*Problem details*:
Your answer should be one number, the count of lines in the records that carry the string "grass".

***

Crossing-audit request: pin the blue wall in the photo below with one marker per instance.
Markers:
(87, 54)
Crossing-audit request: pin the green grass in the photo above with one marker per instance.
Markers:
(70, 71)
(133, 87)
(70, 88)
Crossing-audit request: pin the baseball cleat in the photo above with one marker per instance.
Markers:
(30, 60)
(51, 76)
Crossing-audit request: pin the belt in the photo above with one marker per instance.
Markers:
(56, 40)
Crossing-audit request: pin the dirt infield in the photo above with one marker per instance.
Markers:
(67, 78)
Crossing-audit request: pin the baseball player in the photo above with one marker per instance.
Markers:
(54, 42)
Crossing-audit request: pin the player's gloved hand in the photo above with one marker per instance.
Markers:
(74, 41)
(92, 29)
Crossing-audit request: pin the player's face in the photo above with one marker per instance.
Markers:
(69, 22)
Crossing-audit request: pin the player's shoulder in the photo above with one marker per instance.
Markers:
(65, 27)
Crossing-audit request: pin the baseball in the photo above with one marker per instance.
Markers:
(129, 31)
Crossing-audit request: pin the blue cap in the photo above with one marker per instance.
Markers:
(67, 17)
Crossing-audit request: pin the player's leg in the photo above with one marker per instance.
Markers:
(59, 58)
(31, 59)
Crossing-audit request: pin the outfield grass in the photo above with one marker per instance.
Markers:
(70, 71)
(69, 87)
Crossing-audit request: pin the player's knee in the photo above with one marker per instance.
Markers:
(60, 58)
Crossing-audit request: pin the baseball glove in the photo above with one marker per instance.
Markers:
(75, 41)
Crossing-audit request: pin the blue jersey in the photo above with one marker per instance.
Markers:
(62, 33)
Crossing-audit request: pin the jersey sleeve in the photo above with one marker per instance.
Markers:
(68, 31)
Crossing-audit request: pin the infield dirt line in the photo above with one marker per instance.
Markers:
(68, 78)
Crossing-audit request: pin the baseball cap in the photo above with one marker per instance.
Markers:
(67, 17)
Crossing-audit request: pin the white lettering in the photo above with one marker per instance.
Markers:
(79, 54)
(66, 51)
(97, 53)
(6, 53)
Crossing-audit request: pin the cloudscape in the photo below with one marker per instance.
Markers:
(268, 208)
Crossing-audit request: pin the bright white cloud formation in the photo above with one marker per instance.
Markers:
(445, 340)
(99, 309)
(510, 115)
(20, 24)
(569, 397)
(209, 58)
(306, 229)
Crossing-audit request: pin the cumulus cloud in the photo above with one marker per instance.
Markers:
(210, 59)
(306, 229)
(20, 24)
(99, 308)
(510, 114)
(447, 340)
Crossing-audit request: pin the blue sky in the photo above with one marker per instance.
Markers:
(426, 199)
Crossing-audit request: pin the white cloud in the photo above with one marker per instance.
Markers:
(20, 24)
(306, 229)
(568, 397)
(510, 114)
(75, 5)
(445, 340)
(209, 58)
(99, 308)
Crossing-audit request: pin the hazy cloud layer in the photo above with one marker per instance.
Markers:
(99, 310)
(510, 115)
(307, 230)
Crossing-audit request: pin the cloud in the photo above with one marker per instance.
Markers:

***

*Finished task*:
2